● **Por hacer**
a) Traduce al inglés esta oración del texto sobre las religiones y la revelación: "Lo propio de las religiones no es señalarse a sí mismas, sino a una Realidad que las trasciende."
b) Prosigue el texto sobre las religiones y la revelación a partir de su última oración.

● **Texto proporcionado**
I.S.B.N. digital: 978-84-254-2721-3
Más información: sitio del libro
Herderwww.herdereditorial.com

Introducción

Todo es revelación,  todo lo sería de ser acogido en estado naciente.
MARÍA ZAMBRANO
Ninguna religión se considera a sí misma inventada o creada por el ser humano, sino que todas ellas se conciben depositarias de una revelación que, de un modo u otro, les ha sido confiada. Lo propio de las religiones no es señalarse a sí mismas, sino a una Realidad que las trasciende. Esta Realidad a la que están referidas (re-ligadas) la perciben como Apertura infinita que se despliega hacia lo alto, hacia lo largo, hacia lo ancho y hacia lo profundo de lo existente. De esta apertura beben, a ella se remiten, en ella descansan y en ella se pierden para reencontrarse más allá de sí mismas. En ello radica su fuerza, su tenacidad y su perseverancia. Pero también proviene de allí su potencial de altivez y arrogancia. Porque todas ellas corren el riesgo de creer que, en lugar de pertenecer a la Verdad, la Verdad les pertenece. La misma luz que las ilumina puede cegarlas si no se dan cuenta de que el receptáculo con el que recogen un sorbo de esa Verdad condiciona el gusto y la forma de percibirla. Las religiones son las mediaciones organizadas de un vislumbre de lo divino y de la diafanía de lo Real.

● **Datos proporcionados**
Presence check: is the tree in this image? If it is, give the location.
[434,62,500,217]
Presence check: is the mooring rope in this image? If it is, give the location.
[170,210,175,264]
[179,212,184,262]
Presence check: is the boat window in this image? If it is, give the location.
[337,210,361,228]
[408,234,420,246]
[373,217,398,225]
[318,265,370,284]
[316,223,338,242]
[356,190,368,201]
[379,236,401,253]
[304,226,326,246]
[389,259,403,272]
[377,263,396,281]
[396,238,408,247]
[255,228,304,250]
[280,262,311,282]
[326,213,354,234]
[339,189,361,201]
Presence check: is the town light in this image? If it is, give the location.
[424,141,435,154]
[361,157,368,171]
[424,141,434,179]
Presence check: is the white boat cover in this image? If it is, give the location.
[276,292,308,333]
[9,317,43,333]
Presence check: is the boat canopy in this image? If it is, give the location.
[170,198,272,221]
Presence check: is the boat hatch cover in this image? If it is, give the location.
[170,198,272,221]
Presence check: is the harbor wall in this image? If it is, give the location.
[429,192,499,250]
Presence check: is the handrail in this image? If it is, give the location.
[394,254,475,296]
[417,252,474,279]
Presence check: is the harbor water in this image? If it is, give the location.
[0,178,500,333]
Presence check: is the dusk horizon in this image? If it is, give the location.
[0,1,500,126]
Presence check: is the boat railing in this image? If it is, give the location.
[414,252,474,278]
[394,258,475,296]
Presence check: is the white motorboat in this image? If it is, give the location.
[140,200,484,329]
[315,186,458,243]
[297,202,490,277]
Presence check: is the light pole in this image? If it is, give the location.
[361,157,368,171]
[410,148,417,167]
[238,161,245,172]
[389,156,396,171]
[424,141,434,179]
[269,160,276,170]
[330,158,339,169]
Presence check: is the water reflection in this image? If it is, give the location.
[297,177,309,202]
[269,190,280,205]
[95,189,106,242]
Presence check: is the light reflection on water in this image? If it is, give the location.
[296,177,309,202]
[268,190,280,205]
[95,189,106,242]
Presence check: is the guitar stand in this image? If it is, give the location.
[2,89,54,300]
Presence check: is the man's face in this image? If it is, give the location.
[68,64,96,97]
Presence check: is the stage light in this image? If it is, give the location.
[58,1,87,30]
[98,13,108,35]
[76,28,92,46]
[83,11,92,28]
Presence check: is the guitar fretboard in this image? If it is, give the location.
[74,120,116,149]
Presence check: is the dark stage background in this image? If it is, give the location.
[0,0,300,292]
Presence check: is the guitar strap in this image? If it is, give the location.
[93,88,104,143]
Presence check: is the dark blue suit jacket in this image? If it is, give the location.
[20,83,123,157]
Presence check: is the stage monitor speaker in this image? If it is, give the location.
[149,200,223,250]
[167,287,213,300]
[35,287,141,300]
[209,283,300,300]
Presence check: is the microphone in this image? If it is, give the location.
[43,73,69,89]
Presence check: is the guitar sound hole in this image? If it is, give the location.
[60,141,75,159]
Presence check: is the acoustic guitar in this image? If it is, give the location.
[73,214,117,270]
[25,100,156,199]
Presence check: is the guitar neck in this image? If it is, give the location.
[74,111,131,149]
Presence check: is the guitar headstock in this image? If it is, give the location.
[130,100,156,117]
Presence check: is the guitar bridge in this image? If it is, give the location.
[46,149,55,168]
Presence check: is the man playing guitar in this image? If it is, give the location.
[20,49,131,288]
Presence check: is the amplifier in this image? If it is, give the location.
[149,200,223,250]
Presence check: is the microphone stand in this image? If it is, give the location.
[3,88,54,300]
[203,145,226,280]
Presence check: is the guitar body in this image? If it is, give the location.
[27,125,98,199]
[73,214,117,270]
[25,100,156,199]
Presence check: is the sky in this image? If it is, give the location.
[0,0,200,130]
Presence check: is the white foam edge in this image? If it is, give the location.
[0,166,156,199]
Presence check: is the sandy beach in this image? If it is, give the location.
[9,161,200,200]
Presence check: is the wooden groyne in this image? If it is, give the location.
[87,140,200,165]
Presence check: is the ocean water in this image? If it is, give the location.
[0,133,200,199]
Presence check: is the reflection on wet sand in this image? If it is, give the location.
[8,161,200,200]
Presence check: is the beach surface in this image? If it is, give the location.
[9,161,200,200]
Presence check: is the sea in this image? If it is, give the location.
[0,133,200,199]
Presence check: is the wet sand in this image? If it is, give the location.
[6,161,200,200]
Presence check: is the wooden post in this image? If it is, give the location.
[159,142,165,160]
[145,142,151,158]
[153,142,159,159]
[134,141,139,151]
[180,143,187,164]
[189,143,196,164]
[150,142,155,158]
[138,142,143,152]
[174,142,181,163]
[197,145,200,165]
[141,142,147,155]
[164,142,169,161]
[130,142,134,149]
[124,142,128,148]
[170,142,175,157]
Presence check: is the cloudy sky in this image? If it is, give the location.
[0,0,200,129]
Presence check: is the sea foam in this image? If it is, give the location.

● **Respuestas finales**
a) What is proper to religions is not to point to themselves, but to a Reality that transcends them.

b)
Todas las tradiciones religiosas están hoy expuestas a una doble interpelación: el hecho de convivir con otras creencias que se consideran igualmente reveladas y que han guiado a múltiples generaciones por la senda de lo humano hacia su plenitud, y el hecho de ser cuestionadas por la crítica de la racionalidad: ¿cómo seguir adhiriéndose a verdades no tangibles que requieren una entrega incondicional para que sean eficaces? Porque la fuerza transformadora de las religiones depende de esta total lealtad que reclaman a sus seguidores. La secularización objeta precisamente esta adhesión porque la considera irracional y fuente de desvaríos y de manipulaciones.
Lo que trataremos de desarrollar en el presente ensayo es que la veracidad, credibilidad o autenticidad de una religión entendida como cristalización histórico-cultural de una experiencia revelatoria viene dada por su capacidad de transformar tanto a las personas que la reciben como a su entorno. Estas páginas están escritas desde la convicción y el presupuesto de que hay una infinita Realidad todavía por desvelar y que el ser humano se halla sólo en el inicio de sus posibilidades. Las experiencias revelatorias son concebidas aquí como anticipaciones de mayor Realidad que han recibido determinados hombres y mujeres a lo largo de la historia de la especie humana y que las diferentes religiones han socializado. Cada tradición es una extensión y una consolidación de ese atisbo que se ha entreabierto por mediación de tales personas y que luego se ha profundizado y consolidado, aunque con frecuencia también se ha enquistado.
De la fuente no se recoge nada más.